ASSIGNMENT:
Reproduce exactly, from the data that follows, the line with "Target: window frame", the line with "Target: light wood-style flooring", and every line that lies between them.

Data excerpts:
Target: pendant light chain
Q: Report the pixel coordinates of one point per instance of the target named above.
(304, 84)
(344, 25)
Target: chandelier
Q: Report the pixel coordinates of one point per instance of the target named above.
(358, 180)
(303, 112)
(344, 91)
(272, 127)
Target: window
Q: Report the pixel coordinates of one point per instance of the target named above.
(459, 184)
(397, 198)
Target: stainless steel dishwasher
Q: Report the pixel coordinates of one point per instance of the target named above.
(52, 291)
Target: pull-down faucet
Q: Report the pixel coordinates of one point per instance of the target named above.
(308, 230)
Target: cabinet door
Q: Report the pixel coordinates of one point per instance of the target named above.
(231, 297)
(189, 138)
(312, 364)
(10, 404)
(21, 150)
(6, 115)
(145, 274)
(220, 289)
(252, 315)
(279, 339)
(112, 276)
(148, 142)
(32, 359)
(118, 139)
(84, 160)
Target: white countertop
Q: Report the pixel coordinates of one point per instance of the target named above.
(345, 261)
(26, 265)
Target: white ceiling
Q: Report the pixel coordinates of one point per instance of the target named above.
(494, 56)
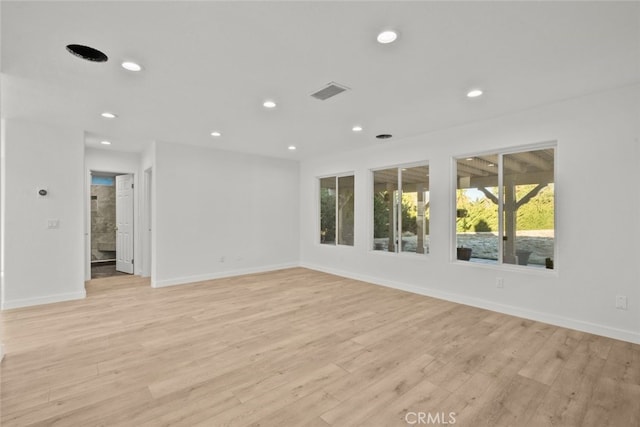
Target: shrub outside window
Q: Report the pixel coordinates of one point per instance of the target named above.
(337, 210)
(401, 209)
(505, 208)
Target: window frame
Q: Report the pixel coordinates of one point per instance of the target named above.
(318, 224)
(500, 153)
(371, 194)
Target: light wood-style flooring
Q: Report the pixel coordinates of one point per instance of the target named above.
(302, 348)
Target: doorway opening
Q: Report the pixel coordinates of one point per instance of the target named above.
(111, 228)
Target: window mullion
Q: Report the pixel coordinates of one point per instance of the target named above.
(500, 210)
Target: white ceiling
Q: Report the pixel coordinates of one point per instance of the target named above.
(210, 65)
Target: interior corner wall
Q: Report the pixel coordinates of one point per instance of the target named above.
(219, 213)
(42, 264)
(117, 162)
(597, 211)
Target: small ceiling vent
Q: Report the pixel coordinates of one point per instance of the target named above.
(332, 89)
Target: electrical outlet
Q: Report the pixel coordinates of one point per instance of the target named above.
(621, 302)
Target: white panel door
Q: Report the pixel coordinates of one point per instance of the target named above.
(124, 223)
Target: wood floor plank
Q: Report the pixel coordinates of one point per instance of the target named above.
(300, 347)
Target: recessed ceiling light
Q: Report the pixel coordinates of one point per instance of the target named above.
(86, 52)
(474, 93)
(387, 37)
(131, 66)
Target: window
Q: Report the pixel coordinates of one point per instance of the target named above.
(337, 210)
(505, 208)
(401, 209)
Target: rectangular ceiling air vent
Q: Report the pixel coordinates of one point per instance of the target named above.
(332, 89)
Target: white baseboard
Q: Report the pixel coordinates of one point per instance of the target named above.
(565, 322)
(219, 275)
(27, 302)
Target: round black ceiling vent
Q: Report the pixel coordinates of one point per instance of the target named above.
(86, 52)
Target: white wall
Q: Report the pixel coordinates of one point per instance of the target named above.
(118, 162)
(220, 213)
(597, 212)
(42, 265)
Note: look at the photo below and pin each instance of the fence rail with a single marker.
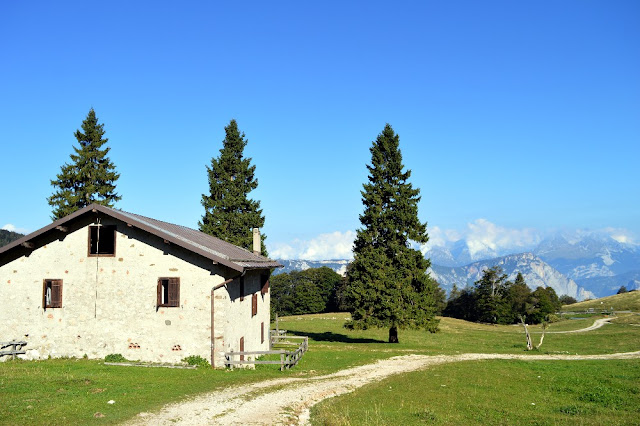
(287, 360)
(16, 348)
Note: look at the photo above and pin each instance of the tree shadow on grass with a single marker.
(334, 337)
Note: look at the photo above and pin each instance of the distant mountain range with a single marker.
(581, 265)
(535, 271)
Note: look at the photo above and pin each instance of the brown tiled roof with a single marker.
(198, 242)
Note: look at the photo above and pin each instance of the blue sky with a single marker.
(521, 115)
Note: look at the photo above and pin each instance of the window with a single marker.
(102, 240)
(254, 304)
(169, 292)
(52, 294)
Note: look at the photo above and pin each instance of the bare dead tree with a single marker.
(530, 347)
(526, 332)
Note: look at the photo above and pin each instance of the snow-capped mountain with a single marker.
(581, 264)
(586, 257)
(535, 271)
(590, 255)
(339, 265)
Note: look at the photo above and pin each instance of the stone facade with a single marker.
(110, 302)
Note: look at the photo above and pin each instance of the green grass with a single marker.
(61, 391)
(620, 302)
(495, 392)
(72, 391)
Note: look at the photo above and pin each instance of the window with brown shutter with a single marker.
(168, 292)
(102, 240)
(52, 294)
(254, 304)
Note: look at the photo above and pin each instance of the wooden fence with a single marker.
(16, 348)
(287, 359)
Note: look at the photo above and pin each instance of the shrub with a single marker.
(196, 360)
(115, 358)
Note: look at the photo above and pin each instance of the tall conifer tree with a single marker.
(229, 212)
(388, 284)
(90, 178)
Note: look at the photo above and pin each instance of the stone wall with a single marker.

EXERCISE RESULT:
Target: window frame
Q: Report the pixel coordinates of one point per instance of the target named above.
(318, 224)
(500, 153)
(371, 194)
Target: light wood-style flooring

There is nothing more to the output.